What is expected
Exact transcription of the records is required.

[Dataset entries]
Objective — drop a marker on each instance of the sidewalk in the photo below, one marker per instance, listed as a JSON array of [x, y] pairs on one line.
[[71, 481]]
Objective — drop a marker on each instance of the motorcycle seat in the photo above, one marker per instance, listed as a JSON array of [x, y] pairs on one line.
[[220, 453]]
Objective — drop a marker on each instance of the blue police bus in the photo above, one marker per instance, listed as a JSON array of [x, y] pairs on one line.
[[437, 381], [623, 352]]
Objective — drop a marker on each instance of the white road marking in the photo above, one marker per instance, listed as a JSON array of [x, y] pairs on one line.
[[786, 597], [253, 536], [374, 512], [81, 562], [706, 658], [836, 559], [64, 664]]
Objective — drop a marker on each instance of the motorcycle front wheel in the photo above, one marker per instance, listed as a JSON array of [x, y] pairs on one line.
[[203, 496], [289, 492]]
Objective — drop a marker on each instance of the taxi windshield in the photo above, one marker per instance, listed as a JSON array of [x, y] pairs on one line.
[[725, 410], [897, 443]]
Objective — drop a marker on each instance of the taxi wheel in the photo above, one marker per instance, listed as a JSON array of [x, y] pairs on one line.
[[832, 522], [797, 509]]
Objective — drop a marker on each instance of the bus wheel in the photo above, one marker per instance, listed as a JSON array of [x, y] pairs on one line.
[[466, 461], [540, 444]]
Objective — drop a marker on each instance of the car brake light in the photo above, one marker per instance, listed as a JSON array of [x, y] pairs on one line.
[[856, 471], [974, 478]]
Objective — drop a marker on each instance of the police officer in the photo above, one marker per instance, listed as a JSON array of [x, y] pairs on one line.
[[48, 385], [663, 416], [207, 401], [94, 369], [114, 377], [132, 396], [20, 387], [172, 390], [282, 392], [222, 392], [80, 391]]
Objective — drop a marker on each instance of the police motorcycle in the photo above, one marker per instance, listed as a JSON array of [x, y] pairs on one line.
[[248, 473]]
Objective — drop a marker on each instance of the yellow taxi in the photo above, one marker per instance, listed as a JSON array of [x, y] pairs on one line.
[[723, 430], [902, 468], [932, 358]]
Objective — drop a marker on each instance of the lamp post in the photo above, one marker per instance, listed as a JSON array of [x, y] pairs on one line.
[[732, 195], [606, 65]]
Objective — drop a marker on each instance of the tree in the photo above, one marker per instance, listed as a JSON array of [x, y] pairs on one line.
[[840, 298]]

Result of this task
Objective — drop a marker on each instance of the sidewalk in the photo below, one marker per instance, listed as a JSON array of [x, y] pairs on one line.
[[71, 481]]
Objective — drop a marker on each instance of the motorcycle seat in the photo above, one marker per instance, listed as a JSON array of [x, y] pairs on one line.
[[220, 453]]
Objective — drop a marker on each instance of the blue police bus in the photo above, one marker per instance, listed as a JSON array of [x, y] pairs on one line.
[[437, 381], [623, 352]]
Objective — drop a marker on each instance of the white road marking in the photo above, one marker per instance, listed as a JSON array of [x, y] pairs on one line.
[[786, 597], [253, 536], [374, 512], [81, 562], [706, 658], [836, 559], [64, 664]]
Objective — drop a marker on each instance of the motorcycle front wheel in the photo above, one marker per instance, listed as a JSON array of [x, y] pairs on one line.
[[203, 496], [289, 492]]
Objective — drop a marker on each instance of the taxi windshield in the photo above, one marker per instance, listed as a JSON array of [x, y] pairs on one line.
[[725, 410], [897, 443]]
Objective — drop a marker on each instance of the taxi wheel in the photo above, one marker per instance, listed as a JSON array of [x, y] pairs on one line.
[[832, 522], [797, 509]]
Objective — drop a marker on each instance of the bus wheel in the photo above, one marker per instance, listed as a JSON array of [x, y] pairs on one line.
[[466, 461], [540, 444]]
Objective — drop a marker on each instance of the car brake light in the photo above, one marker per instance, listed as a JSON array of [x, y] pairs on one line.
[[856, 471], [974, 478]]
Objective — drop a marker on each instance of the police officer in the photo above, one marker per instance, listed as a JSON array of [x, y] pairs on one line.
[[48, 385], [663, 416], [207, 401], [94, 369], [114, 377], [132, 396], [20, 387], [172, 390], [282, 392], [222, 392], [80, 391]]
Objective — drop a marker on each instance of the police motorcycle in the photo above, one marker per instance, listed as a JSON array of [x, y] pairs on one line.
[[248, 473]]
Objective — drop a marker on each instance of the yellow taxi in the photo above, one marker per instance, listed as a JSON array of [x, y] pairs on one line.
[[723, 430], [902, 468], [932, 358]]
Objective — drop a marker on each instance of the lamp post in the photo above, one marker per instance, listed as a JSON array of [x, y] pairs on one line.
[[732, 195], [606, 65]]
Objective — drop a marker on each instance of the tree in the photo above, one marker per instance, listed as a JSON array of [x, y] pairs on one line.
[[840, 298]]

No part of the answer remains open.